***** SUPPLIED MATERIAL *****

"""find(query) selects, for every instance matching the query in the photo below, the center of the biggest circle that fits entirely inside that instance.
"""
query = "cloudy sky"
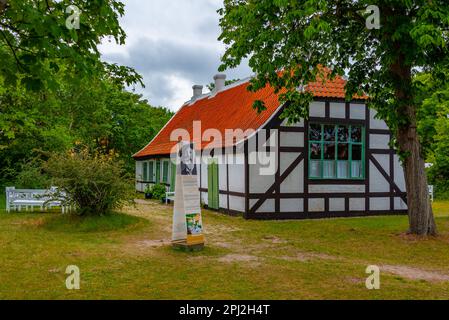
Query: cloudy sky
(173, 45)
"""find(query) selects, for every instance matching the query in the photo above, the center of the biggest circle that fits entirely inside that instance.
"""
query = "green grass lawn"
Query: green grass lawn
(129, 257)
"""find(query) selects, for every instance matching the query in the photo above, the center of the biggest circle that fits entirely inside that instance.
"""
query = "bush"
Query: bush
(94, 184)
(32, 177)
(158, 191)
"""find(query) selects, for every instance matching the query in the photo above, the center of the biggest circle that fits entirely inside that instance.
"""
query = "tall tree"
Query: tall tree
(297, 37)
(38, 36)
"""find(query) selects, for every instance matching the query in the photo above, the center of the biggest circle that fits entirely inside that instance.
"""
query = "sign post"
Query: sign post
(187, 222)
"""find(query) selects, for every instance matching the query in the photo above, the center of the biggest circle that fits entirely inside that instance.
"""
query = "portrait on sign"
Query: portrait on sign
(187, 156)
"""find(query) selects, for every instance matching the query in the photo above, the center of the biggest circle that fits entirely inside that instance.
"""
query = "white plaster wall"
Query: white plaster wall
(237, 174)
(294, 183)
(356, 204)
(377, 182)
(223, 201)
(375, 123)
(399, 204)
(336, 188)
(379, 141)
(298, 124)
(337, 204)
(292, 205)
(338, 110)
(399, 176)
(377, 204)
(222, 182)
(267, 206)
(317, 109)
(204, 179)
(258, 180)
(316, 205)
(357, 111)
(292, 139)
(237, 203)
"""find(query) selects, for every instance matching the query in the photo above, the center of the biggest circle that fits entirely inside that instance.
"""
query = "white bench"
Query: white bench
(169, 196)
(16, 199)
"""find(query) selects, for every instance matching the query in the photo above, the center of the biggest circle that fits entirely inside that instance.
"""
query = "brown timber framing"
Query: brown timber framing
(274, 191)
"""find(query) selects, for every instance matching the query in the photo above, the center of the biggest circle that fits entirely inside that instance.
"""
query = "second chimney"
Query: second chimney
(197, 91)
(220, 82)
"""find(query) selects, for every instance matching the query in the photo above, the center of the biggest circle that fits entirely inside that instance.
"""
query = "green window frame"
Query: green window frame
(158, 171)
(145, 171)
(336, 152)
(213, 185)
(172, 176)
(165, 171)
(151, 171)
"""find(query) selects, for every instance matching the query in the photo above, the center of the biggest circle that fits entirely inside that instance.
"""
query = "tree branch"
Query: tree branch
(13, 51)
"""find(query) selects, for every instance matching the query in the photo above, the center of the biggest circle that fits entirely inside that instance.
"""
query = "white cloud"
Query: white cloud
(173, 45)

*****

**WHAT IS BEING ASKED:** A verbatim transcription of the records, pictures excluded, is the required output.

**COMPLETED TASK:**
"""find(query) selects, for every instance matching the query in the photo below, the center of the biggest circle that fits entirely inside that instance.
"""
query = "cloudy sky"
Query: cloudy sky
(173, 45)
"""find(query) selects, for every instance matching the query in the photo above, the center of the biggest circle that fits entirely inside that instance.
"""
query = "green grass lawn"
Query: green grass lawn
(129, 257)
"""find(query) selects, for every instance matching the query in the photo above, the center of the biggest circle that fits entirely inside that instance.
"""
query = "bush"
Query: bush
(94, 184)
(32, 177)
(158, 191)
"""find(query) selects, for every instance matching the query in the photo above, the center of the biggest circle that fits entirely inside that instance.
"""
query = "tall tree"
Query: tall tree
(297, 37)
(38, 36)
"""find(query) selects, for every instance matching the query in the photo above, the center of the biggest circle that fits entirely inside that instance.
"""
query = "sign post"
Query: sign post
(187, 222)
"""find(query) selects, for every instance matching the query in the photo above, the center of the biggest circle that fits entirely inside that instance.
"""
query = "portrait on sign"
Query: portrait on sign
(187, 156)
"""find(query) selects, for every instance matching the query in the photo above, the center of the biggest circle that fits entirely inside that instance.
"""
query = "white plaster wall"
Query: white plaster wall
(237, 174)
(294, 183)
(356, 204)
(377, 182)
(223, 201)
(375, 123)
(399, 204)
(336, 188)
(379, 141)
(298, 124)
(337, 204)
(292, 205)
(338, 110)
(399, 176)
(377, 204)
(222, 182)
(267, 206)
(317, 109)
(204, 179)
(258, 180)
(316, 205)
(357, 111)
(292, 139)
(237, 203)
"""find(query) selects, for every instance matching the query in the photo above, the center of the biggest circle that fits entirely inside that instance.
"""
query = "white bench"
Query: white bench
(169, 196)
(16, 199)
"""find(query) selects, for every instance matching the query in the photo above, the center of the biggest circle that fits entirely inside that instance.
"""
query = "brown timber framing"
Query: brown timber framing
(274, 191)
"""find(query) selects, for every instance matching the query in the photo above, the center of the biggest circle that fits entirely inside that instance.
"""
query = "second chimney"
Query: second chimney
(197, 91)
(220, 82)
"""find(query) selects, for every instance matching the query in the photo above, the center of the biggest circle that fits entirely inside that instance.
"""
query = "green window frame"
Query: green window frame
(158, 171)
(145, 171)
(336, 152)
(213, 185)
(172, 176)
(165, 171)
(151, 171)
"""find(query) selects, for every instance matching the query in the photo above, the center of the biggest circle that fits entirely inside that instance.
"""
query = "tree branch"
Query: tree branch
(13, 51)
"""find(query) selects, for every instance matching the query in the photo above, the center of the biggest circle that fits entirely inside that instance.
"""
query = "white cloud"
Query: white cloud
(173, 45)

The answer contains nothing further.